_QUOTED PASSAGE_.
I am not a hippy. I’m not a crusty. I’m not a gypsy. I work for a living. I pay my taxes and I am a responsible citizen. I believe in recycling. I do not litter. But I want a simple life and so with my husband I’m moving into a van. Maybe we will hate it. Or maybe this is the beginning of a new life.

In search of another life

"They danced down the streets like dingledodies, and I shambled after as I've been doing all my life after people who interest me, because the only people for me are the mad ones, the ones who are mad to live, mad to talk, mad to be saved, desirous of everything at the same time, the ones that never yawn or say a commonplace thing, but burn, burn, burn..."

Jack Kerouac

Tuesday, 31 August 2010

Home and Dry

After four near-sleepless nights in northern France we returned to Brighton late last night, worried that our lovely home may be flooded. But luckily it is dry and cosy. The tar sealant has done its job although the sealant tape fell off the ceiling under its own weight.

Now begins the time of year when it’s good to have a burner in your van. We have a gas fire which we can’t really use as our mattress hangs over the edge. We can put a ring on the hob to heat the van, or simply wear more layers. Last night I slept in a hoody and didn’t wake up hot. Luckily the weather is looking good and we will put the van in storage at the end of the month. If we were staying any longer than that we’d have to get rid of the mattress so we could turn on the fire. Let’s hope the rest of the month is as sunny as it was today.

Thursday, 26 August 2010

Drip Drip

I was knocking at the neighbours’ doors at eight o clock this morning looking for some help. After a torrential downpour all night we had woken up to the comforting sound of water falling on water. I realised there was a hole in the roof and the water was on the floor. The ceiling had bubbled, and touching it only poured out the reservoir of water from the ceiling to the floor.

We got hold of some aluminium tape but could not find a ladder, so after a trip to B & Q, Reg came back laden with tar roof sealant and a cheap ladder. After both spending a lot of time up the wobbly ladder we reckon we’ve cracked it (not literally I hope). We’ve sealed up both sun roofs from the outside, and taped the culprit with sealant tape on the inside. And now we’ve parked up and left Brighton for a few days in the worst rain we’ve had in months, so I really hope we did a good job.

_DIRECTION 1_. In the van-life blog, what did Reg bring back from B & Q?
The blog post and the entries that follow it are unrelated to each other.

_MATERIAL FOR THE TASK_.
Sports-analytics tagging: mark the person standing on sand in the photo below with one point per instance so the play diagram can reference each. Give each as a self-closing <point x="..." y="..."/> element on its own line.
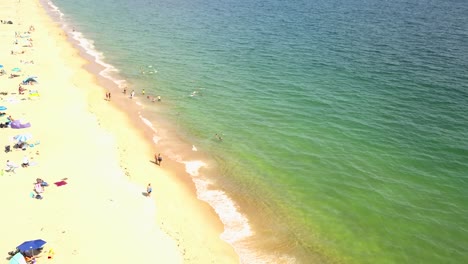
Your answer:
<point x="159" y="159"/>
<point x="149" y="190"/>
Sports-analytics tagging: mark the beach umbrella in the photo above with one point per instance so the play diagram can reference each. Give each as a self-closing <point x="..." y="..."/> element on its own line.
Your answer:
<point x="31" y="245"/>
<point x="30" y="79"/>
<point x="23" y="137"/>
<point x="17" y="259"/>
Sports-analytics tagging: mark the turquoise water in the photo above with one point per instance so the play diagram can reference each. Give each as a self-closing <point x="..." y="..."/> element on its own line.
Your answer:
<point x="344" y="124"/>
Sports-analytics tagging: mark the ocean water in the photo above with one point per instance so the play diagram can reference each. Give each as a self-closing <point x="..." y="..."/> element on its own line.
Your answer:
<point x="344" y="123"/>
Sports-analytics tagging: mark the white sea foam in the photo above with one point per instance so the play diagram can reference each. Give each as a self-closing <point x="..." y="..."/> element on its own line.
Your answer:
<point x="54" y="8"/>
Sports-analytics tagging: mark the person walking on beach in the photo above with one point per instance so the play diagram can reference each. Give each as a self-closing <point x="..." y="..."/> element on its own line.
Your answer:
<point x="158" y="159"/>
<point x="149" y="190"/>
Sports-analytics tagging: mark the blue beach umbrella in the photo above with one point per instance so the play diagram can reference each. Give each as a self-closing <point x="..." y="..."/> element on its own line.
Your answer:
<point x="17" y="259"/>
<point x="31" y="245"/>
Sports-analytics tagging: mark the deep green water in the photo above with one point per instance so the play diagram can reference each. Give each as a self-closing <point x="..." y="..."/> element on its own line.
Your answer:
<point x="344" y="122"/>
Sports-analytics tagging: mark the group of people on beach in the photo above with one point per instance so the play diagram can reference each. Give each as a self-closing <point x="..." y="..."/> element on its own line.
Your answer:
<point x="150" y="97"/>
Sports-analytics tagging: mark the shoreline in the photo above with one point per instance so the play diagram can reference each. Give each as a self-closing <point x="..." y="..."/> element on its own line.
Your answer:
<point x="171" y="193"/>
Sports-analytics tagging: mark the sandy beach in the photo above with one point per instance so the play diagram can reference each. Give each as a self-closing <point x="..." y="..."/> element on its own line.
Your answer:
<point x="101" y="214"/>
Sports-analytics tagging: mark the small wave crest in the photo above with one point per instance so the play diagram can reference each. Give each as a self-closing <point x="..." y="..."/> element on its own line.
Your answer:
<point x="55" y="9"/>
<point x="87" y="45"/>
<point x="236" y="226"/>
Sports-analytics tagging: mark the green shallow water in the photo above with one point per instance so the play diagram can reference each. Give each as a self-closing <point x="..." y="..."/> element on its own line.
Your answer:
<point x="344" y="123"/>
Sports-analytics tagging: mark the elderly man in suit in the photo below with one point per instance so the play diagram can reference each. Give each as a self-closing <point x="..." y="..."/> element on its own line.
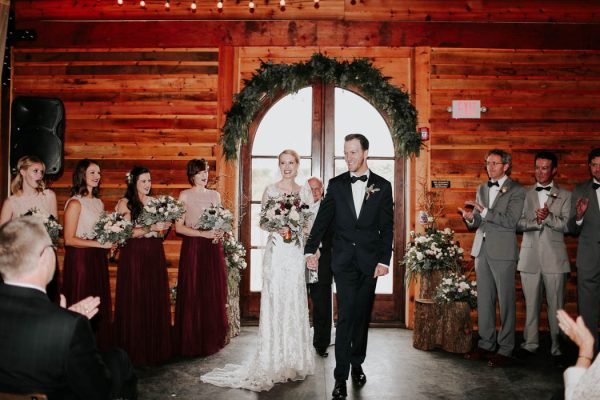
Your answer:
<point x="584" y="220"/>
<point x="45" y="348"/>
<point x="543" y="260"/>
<point x="495" y="214"/>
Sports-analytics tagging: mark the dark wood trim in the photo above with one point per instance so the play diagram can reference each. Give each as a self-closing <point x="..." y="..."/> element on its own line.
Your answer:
<point x="120" y="34"/>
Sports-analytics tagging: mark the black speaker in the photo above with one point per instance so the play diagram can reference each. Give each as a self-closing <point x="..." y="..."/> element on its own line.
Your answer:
<point x="37" y="129"/>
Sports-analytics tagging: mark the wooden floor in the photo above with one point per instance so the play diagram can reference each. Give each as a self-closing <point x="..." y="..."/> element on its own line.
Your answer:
<point x="395" y="370"/>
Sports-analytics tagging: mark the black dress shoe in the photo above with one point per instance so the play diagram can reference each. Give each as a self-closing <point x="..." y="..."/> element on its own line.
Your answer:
<point x="339" y="391"/>
<point x="358" y="376"/>
<point x="322" y="352"/>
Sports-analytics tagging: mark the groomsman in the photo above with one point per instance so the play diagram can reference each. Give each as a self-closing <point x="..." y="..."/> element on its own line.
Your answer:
<point x="320" y="291"/>
<point x="584" y="220"/>
<point x="543" y="260"/>
<point x="495" y="214"/>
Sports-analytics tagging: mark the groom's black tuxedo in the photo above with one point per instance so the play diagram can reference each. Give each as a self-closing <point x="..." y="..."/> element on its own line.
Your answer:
<point x="47" y="349"/>
<point x="360" y="242"/>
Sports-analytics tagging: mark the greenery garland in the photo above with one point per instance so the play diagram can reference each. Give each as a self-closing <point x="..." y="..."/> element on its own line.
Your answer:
<point x="270" y="80"/>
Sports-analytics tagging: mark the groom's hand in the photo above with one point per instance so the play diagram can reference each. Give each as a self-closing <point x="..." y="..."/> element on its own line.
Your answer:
<point x="381" y="270"/>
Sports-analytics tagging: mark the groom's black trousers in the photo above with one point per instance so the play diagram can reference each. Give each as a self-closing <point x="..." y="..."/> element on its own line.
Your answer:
<point x="355" y="295"/>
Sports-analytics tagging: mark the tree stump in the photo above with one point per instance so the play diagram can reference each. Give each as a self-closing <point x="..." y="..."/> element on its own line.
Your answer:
<point x="426" y="324"/>
<point x="456" y="327"/>
<point x="233" y="305"/>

_DIRECTION 2_. Rescale the entries by reproducing only the lines from the one containing "Sports-analytics tagging: mark the groom's black trousers" through the last line of the entries, requests included. Multiply every x and y coordinate in the answers by 0.75 and round to whole numbers, with halves rounding up.

_WORKED SOLUTION 1_. Tar roof sealant and a cheap ladder.

_WORKED SOLUTION 2_.
Sports-analytics tagging: mark the groom's black trousers in the photo above with one point per instance so the play diagram can reference each. Give each as a self-closing <point x="..." y="..."/> element on its own line.
Your answer:
<point x="266" y="221"/>
Sports-analytics tagging: mark the tree stump in the photo above with one point per instance so the play diagram can reference each. Give each as a self-closing <point x="..." y="..."/> element on its own line.
Your answer:
<point x="320" y="243"/>
<point x="342" y="245"/>
<point x="175" y="229"/>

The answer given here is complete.